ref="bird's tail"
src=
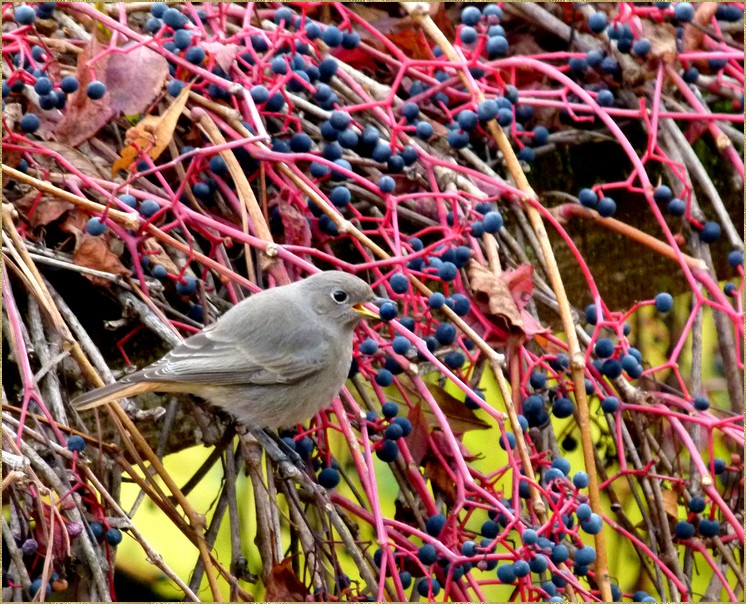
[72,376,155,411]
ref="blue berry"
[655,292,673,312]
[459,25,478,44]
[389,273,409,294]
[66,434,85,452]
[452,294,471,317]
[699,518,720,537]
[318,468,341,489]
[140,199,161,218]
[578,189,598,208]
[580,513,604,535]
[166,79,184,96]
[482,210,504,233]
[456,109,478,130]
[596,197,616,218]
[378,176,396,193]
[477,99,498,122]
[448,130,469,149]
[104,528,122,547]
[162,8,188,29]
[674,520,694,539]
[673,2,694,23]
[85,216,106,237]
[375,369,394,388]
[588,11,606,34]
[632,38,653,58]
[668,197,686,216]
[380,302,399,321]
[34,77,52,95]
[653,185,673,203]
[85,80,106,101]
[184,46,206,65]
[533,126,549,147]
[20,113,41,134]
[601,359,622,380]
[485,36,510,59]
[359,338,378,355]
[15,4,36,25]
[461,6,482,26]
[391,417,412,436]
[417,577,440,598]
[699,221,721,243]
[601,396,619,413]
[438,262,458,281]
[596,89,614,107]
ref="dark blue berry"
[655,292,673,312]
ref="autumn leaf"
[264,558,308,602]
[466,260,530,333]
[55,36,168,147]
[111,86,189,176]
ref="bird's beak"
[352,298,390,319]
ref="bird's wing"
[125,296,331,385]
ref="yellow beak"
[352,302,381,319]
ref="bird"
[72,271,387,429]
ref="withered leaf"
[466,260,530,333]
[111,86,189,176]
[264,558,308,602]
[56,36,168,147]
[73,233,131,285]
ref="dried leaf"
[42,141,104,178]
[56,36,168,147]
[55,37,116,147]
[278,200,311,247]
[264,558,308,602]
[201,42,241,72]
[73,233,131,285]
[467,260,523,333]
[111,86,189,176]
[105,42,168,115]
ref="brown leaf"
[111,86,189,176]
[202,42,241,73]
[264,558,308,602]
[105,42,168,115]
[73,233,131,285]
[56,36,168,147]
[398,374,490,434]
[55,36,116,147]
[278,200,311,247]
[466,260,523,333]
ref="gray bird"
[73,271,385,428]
====
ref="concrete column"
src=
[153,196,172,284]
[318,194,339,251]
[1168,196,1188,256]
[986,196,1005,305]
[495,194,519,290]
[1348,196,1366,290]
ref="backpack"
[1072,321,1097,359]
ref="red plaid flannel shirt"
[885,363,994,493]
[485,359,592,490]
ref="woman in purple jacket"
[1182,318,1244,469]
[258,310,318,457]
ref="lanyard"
====
YOUR OBJECTIVE:
List every line of the data above that contains the word "bird", matching case exactly.

PROBLEM SOLUTION:
ref="bird's tail"
ref="bird's beak"
ref="bird's wing"
ref="bird"
ref="gray bird"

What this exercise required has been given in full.